▶ **本文**:
その一例として、特開平3−59130号公報に開示さ
れた方法によると、艶消剤を1.3〜10.0重量%含
有するポリエステルマルチフィラメントを熱処理条件を
変えて延伸し、糸内で収縮差が付与されている。
【0004】しかし、この糸は薄地織物用の糸であって
高々80デニールである。そして、これらの技術は薄地
織物では効果を発揮するが、目付けの多い厚地織物では
繊維拘束力の影響で充分な効果を上げることができない
欠点がある。
【0005】すなわち、薄地織物では、外観上全く糸足
差のないフラットな糸条を用いても糸内に収縮差があれ
ば染色加工工程でバルキー性を発現できる。しかし、厚
地織物では、全体に繊維同士がコンパクトに集束した状
態にあり、多少の収縮差ではバルキー性の発現は難し
い。そこで多く用いられる方法として、タスランノズル
を用いてループを多数付与した顕在バルキー糸とした後
厚地織物とするが、この方法により得られた織物は、ル
ープによるガサ付、ファスナー現像、首巻構造による芯
のある風合いなど多くの欠点を有する。
【0006】その他、仮撚加工糸を用いて厚地織物とす
ると、プラスチックな捲縮風合いが重畳し、高級感には
程遠い厚地織物になるばかりか、仮撚時の繊維変形によ
るグリッターが発生し、品位を大幅に低下させる。
【0007】
【発明が解決しようとする課題】本発明は、ドライタッ
チ、ドレープ性、バルキー性並びに鮮明色の良好な厚地
織物用顕在バルキー型ポリエステルマルチフィラメント
糸を提供することを目的とするものである。

▶ **提供された項目**:
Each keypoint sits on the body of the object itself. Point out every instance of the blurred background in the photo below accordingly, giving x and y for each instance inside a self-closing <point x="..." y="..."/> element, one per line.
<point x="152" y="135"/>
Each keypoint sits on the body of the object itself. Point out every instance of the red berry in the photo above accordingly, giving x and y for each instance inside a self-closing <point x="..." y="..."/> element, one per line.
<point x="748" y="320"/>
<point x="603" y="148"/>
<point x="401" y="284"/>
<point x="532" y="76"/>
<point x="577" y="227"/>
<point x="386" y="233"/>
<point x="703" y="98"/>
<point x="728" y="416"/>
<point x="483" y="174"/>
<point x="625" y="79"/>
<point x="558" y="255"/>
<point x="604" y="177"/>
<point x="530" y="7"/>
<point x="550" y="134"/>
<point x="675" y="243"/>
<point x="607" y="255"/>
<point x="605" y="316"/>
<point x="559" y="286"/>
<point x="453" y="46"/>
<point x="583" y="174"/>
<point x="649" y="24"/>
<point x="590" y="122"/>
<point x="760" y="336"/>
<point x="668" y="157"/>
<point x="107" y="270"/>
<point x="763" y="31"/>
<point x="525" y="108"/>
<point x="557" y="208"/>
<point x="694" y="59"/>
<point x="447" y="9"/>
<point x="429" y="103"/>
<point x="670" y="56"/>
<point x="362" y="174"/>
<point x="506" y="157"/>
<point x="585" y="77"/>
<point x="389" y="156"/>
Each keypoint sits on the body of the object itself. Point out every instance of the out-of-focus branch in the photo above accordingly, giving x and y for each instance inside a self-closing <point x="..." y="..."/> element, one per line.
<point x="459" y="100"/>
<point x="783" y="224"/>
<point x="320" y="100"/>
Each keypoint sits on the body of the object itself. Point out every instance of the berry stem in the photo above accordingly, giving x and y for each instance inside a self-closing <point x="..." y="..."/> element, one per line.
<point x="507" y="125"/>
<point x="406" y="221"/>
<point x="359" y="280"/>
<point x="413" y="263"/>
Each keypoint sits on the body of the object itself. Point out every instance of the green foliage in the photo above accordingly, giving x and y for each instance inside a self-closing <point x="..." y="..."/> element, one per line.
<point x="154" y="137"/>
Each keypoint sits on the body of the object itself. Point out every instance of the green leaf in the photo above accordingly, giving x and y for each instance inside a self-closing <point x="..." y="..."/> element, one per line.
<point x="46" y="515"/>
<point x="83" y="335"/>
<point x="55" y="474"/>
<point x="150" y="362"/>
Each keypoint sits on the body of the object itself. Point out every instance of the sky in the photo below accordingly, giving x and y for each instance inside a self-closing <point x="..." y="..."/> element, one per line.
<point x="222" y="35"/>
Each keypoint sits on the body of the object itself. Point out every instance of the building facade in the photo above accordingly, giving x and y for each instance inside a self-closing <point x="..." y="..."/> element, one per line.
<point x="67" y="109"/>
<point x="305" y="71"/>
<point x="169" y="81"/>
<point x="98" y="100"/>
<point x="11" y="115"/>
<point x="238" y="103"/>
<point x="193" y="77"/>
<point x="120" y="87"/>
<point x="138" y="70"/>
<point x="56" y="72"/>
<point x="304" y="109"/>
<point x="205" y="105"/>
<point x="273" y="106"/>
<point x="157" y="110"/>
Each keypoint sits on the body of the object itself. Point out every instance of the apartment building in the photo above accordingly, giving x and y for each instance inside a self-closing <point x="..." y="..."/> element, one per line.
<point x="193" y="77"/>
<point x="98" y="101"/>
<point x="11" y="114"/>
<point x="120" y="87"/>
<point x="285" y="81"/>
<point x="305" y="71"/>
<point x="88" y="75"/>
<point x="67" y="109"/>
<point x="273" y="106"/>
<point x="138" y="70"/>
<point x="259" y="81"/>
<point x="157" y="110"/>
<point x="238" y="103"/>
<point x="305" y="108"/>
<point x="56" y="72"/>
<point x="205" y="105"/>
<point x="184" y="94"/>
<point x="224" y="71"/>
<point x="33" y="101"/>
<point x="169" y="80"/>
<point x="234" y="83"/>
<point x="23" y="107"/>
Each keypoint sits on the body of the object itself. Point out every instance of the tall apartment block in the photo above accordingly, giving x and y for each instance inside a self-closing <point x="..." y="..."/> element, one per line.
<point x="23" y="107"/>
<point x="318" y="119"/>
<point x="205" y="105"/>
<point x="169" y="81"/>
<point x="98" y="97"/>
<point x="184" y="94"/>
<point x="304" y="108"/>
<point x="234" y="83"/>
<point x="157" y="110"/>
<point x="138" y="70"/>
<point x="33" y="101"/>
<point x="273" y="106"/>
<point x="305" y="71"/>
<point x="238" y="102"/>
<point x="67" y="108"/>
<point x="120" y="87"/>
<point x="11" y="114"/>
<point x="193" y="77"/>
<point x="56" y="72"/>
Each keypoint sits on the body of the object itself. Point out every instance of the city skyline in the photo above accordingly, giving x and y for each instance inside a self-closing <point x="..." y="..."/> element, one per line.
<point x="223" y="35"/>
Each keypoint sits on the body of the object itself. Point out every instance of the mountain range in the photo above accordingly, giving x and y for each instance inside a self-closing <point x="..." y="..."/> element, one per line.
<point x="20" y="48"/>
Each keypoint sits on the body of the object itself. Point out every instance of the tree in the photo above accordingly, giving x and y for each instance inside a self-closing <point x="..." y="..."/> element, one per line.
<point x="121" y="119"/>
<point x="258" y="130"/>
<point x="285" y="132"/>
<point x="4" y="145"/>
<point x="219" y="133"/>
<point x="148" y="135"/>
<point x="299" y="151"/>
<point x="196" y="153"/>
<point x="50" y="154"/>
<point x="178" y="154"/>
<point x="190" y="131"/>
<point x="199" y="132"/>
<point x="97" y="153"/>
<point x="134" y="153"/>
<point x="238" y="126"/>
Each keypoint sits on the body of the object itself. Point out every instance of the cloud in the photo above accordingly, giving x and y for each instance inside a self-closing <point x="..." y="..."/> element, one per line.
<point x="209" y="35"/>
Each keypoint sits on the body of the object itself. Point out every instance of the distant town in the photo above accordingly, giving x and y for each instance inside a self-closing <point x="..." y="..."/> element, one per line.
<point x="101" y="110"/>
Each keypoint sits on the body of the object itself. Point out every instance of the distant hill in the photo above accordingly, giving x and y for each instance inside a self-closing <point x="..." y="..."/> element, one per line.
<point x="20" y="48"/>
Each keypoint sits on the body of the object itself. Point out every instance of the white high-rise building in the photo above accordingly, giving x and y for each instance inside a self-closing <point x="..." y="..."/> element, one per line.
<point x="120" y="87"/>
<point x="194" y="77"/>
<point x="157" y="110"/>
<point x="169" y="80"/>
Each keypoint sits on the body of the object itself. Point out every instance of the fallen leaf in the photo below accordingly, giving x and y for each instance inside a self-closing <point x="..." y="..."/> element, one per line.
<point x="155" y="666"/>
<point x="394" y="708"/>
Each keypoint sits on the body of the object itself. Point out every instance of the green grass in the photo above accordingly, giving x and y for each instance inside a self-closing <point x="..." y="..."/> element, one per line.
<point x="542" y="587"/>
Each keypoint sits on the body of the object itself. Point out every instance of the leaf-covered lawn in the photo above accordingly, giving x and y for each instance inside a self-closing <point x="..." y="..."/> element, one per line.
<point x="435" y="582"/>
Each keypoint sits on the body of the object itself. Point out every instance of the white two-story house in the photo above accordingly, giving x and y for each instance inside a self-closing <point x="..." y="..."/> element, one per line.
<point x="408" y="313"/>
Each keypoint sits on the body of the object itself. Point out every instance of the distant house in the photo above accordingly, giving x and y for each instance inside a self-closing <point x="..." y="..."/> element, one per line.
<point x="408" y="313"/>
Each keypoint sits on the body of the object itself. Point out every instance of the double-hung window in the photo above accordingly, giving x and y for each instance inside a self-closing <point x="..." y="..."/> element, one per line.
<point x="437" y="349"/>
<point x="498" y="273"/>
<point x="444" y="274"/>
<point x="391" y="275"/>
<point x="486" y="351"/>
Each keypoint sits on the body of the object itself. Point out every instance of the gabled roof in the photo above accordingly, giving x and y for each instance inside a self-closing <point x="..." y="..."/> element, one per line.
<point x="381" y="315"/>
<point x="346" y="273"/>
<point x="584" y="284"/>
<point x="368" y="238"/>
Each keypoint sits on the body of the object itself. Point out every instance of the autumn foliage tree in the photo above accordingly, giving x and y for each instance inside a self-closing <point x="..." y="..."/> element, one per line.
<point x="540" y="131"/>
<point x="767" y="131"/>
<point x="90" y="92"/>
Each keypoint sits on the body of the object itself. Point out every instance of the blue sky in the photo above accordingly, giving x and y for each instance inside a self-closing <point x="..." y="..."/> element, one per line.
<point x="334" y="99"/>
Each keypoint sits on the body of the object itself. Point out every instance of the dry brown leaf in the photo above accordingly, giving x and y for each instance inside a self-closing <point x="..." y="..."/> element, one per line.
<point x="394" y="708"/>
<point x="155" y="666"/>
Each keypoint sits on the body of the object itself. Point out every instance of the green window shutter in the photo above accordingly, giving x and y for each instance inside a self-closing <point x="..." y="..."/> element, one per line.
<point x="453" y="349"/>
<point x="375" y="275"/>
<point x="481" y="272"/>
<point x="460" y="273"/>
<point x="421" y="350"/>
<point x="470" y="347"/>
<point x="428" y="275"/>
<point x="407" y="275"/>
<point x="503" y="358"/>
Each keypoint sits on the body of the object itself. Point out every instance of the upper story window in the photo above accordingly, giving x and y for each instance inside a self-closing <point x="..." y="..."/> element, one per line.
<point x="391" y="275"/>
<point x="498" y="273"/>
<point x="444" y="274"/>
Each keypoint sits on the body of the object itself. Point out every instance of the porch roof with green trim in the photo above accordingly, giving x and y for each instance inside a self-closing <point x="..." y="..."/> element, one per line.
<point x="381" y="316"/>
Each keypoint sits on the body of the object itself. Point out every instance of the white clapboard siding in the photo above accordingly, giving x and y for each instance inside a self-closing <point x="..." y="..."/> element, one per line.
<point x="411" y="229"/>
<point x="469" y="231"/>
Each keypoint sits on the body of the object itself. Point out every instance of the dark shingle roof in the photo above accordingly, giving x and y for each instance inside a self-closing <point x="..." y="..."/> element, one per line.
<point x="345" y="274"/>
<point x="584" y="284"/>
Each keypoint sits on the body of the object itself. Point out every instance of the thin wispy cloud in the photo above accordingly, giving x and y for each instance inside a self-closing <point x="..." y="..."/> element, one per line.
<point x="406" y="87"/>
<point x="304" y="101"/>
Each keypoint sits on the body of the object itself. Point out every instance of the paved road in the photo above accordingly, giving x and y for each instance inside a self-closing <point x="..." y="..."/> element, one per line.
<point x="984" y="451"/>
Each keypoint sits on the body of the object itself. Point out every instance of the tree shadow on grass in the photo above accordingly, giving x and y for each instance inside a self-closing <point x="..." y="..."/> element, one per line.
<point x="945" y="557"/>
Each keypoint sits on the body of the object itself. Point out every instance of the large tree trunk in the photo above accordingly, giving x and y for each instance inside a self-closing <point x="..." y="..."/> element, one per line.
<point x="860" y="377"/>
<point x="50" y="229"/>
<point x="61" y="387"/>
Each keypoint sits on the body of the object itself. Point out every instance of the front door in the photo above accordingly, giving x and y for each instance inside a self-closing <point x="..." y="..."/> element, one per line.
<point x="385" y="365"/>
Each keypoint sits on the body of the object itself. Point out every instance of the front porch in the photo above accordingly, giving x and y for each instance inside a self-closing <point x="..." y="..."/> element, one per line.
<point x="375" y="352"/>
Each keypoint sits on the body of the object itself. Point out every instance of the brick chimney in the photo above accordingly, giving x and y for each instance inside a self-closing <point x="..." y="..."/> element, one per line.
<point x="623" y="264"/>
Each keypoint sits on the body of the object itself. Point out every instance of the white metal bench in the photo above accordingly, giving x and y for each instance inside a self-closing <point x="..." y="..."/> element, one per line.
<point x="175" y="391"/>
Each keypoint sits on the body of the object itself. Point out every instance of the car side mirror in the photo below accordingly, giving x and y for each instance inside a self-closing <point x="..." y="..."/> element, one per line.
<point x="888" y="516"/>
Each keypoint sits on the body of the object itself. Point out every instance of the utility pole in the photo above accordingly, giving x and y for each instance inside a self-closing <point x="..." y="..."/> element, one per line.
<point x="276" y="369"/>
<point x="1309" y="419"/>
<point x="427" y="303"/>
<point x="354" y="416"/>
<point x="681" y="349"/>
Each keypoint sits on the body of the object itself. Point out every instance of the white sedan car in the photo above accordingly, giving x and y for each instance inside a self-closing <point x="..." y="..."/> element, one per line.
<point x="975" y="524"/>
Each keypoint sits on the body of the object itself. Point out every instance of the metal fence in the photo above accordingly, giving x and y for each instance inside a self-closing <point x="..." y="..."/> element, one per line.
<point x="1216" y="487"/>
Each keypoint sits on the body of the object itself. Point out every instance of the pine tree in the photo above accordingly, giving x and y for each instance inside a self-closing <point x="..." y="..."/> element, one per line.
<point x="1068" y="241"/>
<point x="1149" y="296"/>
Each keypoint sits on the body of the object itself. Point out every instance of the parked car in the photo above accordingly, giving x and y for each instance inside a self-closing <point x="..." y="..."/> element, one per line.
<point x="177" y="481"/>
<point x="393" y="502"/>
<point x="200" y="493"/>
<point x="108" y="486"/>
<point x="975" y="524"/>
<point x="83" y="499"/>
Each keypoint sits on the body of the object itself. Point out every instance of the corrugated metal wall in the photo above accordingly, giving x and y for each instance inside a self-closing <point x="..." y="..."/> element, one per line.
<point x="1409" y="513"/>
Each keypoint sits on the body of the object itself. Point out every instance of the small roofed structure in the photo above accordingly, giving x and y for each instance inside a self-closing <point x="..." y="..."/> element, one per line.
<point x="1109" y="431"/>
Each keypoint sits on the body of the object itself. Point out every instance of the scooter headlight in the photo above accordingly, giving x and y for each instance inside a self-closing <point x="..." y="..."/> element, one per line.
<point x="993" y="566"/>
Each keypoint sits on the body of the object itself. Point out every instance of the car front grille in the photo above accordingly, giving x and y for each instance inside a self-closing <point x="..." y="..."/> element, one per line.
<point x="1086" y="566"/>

▶ **課題の指示**:
本文では、特開平3−59130号公報に開示された方法による糸の太さは最大で何デニールとされているか。

▶ **解答**:
高々80デニール。